▶ _Exercise directions_
Reproduce every entry exactly.

▶ _Data entries_
------------------------------------------------------------------------

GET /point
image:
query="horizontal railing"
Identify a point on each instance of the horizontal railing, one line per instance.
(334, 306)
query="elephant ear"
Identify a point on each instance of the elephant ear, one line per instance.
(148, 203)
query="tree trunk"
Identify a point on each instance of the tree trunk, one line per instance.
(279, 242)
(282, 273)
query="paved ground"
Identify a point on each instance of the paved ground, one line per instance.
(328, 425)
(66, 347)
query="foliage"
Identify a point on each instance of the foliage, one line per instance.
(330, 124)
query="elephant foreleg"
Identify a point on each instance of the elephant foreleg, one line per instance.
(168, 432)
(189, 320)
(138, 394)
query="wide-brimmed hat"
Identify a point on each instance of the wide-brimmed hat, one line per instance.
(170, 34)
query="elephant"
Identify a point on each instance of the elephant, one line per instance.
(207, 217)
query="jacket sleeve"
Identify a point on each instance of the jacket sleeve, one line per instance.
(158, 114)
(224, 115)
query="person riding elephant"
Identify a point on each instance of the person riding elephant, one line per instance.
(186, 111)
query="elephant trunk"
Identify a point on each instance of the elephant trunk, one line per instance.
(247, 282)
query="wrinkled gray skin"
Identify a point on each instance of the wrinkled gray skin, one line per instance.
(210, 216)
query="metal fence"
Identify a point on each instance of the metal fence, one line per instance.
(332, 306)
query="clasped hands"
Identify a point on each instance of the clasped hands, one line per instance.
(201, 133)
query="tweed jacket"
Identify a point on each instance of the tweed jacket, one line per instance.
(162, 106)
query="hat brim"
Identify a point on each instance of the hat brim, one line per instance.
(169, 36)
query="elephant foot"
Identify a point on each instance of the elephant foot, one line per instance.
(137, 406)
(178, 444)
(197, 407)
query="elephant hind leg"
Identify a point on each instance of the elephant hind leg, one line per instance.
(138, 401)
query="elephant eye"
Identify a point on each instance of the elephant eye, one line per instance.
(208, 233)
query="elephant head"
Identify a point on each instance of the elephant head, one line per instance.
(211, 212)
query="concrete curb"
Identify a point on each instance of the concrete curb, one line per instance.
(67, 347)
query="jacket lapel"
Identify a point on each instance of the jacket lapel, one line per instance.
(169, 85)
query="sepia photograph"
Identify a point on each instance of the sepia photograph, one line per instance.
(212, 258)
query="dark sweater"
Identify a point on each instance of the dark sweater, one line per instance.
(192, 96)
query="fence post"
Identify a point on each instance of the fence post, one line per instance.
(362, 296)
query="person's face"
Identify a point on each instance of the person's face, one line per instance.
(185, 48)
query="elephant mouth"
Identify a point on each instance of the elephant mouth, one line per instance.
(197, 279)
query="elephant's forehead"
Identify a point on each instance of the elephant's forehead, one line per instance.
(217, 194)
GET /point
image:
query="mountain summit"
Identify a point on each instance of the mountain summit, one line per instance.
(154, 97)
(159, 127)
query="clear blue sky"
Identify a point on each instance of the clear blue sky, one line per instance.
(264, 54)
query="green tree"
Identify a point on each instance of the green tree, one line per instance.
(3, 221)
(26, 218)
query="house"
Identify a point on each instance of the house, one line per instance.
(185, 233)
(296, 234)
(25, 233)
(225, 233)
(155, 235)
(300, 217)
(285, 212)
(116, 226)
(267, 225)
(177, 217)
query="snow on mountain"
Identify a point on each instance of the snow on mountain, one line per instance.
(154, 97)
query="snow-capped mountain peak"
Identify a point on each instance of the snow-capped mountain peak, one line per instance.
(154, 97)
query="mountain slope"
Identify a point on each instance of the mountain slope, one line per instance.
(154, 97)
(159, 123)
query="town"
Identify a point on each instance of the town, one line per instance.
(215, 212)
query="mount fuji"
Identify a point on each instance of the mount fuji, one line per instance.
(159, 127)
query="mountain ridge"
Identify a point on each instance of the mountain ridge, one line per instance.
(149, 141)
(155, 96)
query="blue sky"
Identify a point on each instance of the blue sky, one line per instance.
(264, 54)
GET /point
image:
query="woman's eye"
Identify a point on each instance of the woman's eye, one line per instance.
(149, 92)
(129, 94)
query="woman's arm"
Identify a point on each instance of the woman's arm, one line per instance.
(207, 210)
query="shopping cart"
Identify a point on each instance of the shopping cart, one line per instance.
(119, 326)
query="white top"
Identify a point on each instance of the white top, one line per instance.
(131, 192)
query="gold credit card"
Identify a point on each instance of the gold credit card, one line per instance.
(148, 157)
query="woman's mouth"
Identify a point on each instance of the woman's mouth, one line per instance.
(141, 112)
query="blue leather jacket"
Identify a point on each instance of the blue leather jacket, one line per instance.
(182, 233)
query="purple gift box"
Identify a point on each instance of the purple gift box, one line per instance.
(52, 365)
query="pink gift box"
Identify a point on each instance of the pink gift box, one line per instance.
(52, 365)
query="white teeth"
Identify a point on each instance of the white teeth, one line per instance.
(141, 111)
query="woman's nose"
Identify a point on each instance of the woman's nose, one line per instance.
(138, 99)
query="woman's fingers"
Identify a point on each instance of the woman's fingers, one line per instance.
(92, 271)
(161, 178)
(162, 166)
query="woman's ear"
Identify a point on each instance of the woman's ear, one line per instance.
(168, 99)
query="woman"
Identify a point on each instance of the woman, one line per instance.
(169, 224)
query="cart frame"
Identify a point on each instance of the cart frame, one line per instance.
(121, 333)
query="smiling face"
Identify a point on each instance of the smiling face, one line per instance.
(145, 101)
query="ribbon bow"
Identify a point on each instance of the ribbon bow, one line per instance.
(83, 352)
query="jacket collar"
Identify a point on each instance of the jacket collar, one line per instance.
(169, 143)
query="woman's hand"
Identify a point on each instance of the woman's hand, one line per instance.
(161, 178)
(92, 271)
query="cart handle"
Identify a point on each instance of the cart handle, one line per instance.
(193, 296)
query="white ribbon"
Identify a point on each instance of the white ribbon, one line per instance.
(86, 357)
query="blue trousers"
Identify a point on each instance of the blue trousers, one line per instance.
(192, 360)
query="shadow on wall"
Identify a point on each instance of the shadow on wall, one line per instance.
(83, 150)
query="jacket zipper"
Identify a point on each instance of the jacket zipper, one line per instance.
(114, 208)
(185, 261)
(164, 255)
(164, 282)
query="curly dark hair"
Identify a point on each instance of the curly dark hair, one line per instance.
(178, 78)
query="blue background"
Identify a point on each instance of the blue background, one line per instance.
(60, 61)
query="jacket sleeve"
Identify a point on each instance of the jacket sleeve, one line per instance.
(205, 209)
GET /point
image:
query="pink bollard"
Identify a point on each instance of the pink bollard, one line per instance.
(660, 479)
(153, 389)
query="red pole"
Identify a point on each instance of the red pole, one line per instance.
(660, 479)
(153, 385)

------------------------------------------------------------------------

▶ _Reply to the exercise_
GET /point
image:
query="horizontal railing"
Identify a point on each instance of the horizontal railing, one line per instance.
(334, 306)
query="elephant ear"
Identify a point on each instance of the elephant ear, one line per instance.
(148, 203)
query="tree trunk"
Identify a point on each instance of the tree trunk, one line per instance.
(279, 242)
(282, 273)
query="paved ground"
Identify a point on each instance of the paved ground, one line per instance.
(328, 425)
(66, 347)
query="foliage"
Identify a point on each instance of the foliage, one line per instance.
(330, 124)
query="elephant foreleg"
Identify a point on each instance of the elephant foreleg, one line per instance.
(168, 432)
(189, 320)
(138, 394)
query="wide-brimmed hat"
Identify a point on each instance of the wide-brimmed hat, one line per instance.
(170, 34)
query="elephant"
Identify a point on each instance of the elephant, one line per instance.
(207, 217)
query="jacket sleeve"
Identify a point on each instance of the jacket sleeve, one line per instance.
(158, 114)
(224, 115)
query="person riding elephant"
Identify a point on each instance of the person riding elephant, one line per instance.
(186, 111)
query="elephant trunk"
Identify a point on each instance of the elephant trunk, one line per instance.
(247, 282)
query="wrinkled gray skin"
Identify a point on each instance of the wrinkled gray skin, one line per instance.
(210, 216)
query="metal fence"
Identify a point on each instance of the metal fence, one line per instance.
(332, 306)
query="clasped hands"
Identify a point on each instance of the clasped hands, one line per instance.
(201, 133)
query="tweed jacket"
Identify a point on each instance of the tweed jacket, one line per instance.
(162, 106)
query="hat brim"
Identify a point on each instance of the hat brim, one line per instance.
(169, 36)
query="elephant foot"
Identify a point on each instance of the elephant foot, one line per instance.
(137, 406)
(178, 444)
(197, 407)
query="elephant hind leg"
Identify a point on each instance of the elephant hind leg, one line per instance.
(138, 401)
query="elephant eye"
Identify a point on each instance of the elephant eye, one line per instance.
(208, 233)
query="elephant head"
Identify a point on each instance of the elephant head, one line per instance.
(211, 212)
query="concrete curb"
Identify a point on each instance of the concrete curb, one line per instance.
(67, 347)
query="jacket lapel"
Identify a point on each instance of the jacket lapel, one line per instance.
(169, 85)
query="sepia photograph"
Identify a point on each instance of the sepia photograph, one line per instance.
(212, 258)
query="dark sweater"
Identify a point on each instance of the dark sweater, one line per instance.
(192, 96)
query="fence post"
Identify a point on each instance of the fence post, one line per instance.
(362, 296)
query="person's face"
Identify a point on each instance of the person's face, one line per instance.
(185, 48)
query="elephant mouth"
Identify a point on each instance of the elephant mouth, one line per instance.
(197, 279)
query="elephant's forehead"
Identify a point on each instance of the elephant's forehead, one line per instance.
(217, 194)
GET /point
image:
query="mountain summit"
Identify a point on each instance of the mountain summit, one line per instance.
(154, 97)
(159, 127)
query="clear blue sky"
Identify a point on each instance of the clear blue sky, one line per instance.
(264, 54)
query="green tree"
Identify a point on each instance of the green tree, one line per instance.
(3, 221)
(26, 218)
query="house"
Identify a point on each instance of the house, one line per instance.
(185, 233)
(296, 234)
(25, 233)
(225, 233)
(155, 235)
(300, 217)
(285, 212)
(116, 226)
(267, 225)
(177, 217)
query="snow on mountain"
Identify a point on each instance of the snow on mountain, one line per instance.
(154, 97)
query="snow-capped mountain peak"
Identify a point on each instance of the snow-capped mountain peak, one line per instance.
(154, 97)
query="mountain slope"
Identify a point on each instance of the mountain slope, one line per instance.
(154, 97)
(159, 123)
query="town"
Identify a point on each instance of the town, one line per instance.
(215, 212)
query="mount fuji"
Identify a point on each instance of the mount fuji, one line per instance.
(159, 127)
query="mountain ridge"
Identify a point on each instance of the mountain ridge, one line per instance.
(149, 141)
(155, 96)
query="blue sky"
Identify a point on each instance of the blue sky, one line per instance.
(264, 54)
GET /point
image:
query="woman's eye"
Identify a point on each instance of the woman's eye, one line per instance.
(149, 92)
(129, 94)
query="woman's arm"
Identify a point on each instance of the woman's arm, one line per instance.
(207, 210)
query="shopping cart"
Identify a point on each instance of the shopping cart, one line per instance.
(119, 326)
query="white top"
Identify a point on each instance of the white top, one line per instance.
(131, 192)
query="gold credit card"
Identify a point on each instance of the gold credit card, one line per instance.
(148, 157)
query="woman's mouth"
Identify a point on each instance of the woman's mouth, one line per instance.
(141, 112)
query="blue leather jacket"
Identify a point on each instance of the blue leather jacket, one line per instance.
(182, 233)
query="purple gift box"
Identify a point on each instance of the purple gift box, one line per instance.
(52, 365)
query="pink gift box"
Identify a point on each instance of the pink gift box, one line per instance.
(52, 365)
query="white teeth"
Identify a point on each instance of the white teeth, one line per instance.
(141, 111)
query="woman's nose"
Identify a point on each instance of the woman's nose, one line per instance.
(138, 99)
query="woman's fingers"
Identify a point on each instance of the woman's fingers, one line per instance.
(92, 271)
(161, 178)
(162, 166)
query="woman's ear"
Identify a point on each instance of the woman's ear, one line per instance.
(168, 99)
query="woman"
Identify a point on each instance of the woman, one line per instance.
(169, 224)
query="cart frame"
Identify a point on each instance of the cart frame, one line per instance.
(121, 333)
query="smiling face"
Identify a point on each instance of the smiling face, one line per instance.
(145, 101)
query="ribbon bow"
Identify a point on each instance of the ribbon bow, one line per instance.
(83, 352)
query="jacket collar"
Identify a point on each instance of the jacket collar, one line per instance.
(169, 143)
query="woman's hand"
Identify a point on each instance of the woman's hand, one line per instance.
(161, 178)
(92, 271)
query="cart handle"
Identify a point on each instance of the cart handle, one line per instance.
(193, 296)
query="white ribbon"
Identify a point on each instance of the white ribbon, one line per instance.
(86, 357)
query="blue trousers"
Identify a point on each instance of the blue trousers, one line per instance.
(192, 360)
query="shadow on wall"
Identify a point on each instance of the shadow on wall, one line per instance.
(83, 150)
query="jacket zipper"
Identify a point on each instance of the jacket zipper, one line per instance.
(114, 208)
(185, 261)
(164, 255)
(164, 282)
query="curly dark hair"
Identify a point on each instance of the curly dark hair, one line per instance.
(178, 78)
query="blue background"
Identify a point on each instance of the blue background, one line per instance.
(60, 61)
query="jacket sleeve"
Identify a point on each instance of the jacket sleeve, one line per instance.
(205, 209)
GET /point
image:
query="pink bollard"
Identify a point on each instance of the pink bollard, one line per instance.
(660, 479)
(153, 389)
query="red pole"
Identify a point on each instance of the red pole, one line per instance.
(660, 479)
(153, 385)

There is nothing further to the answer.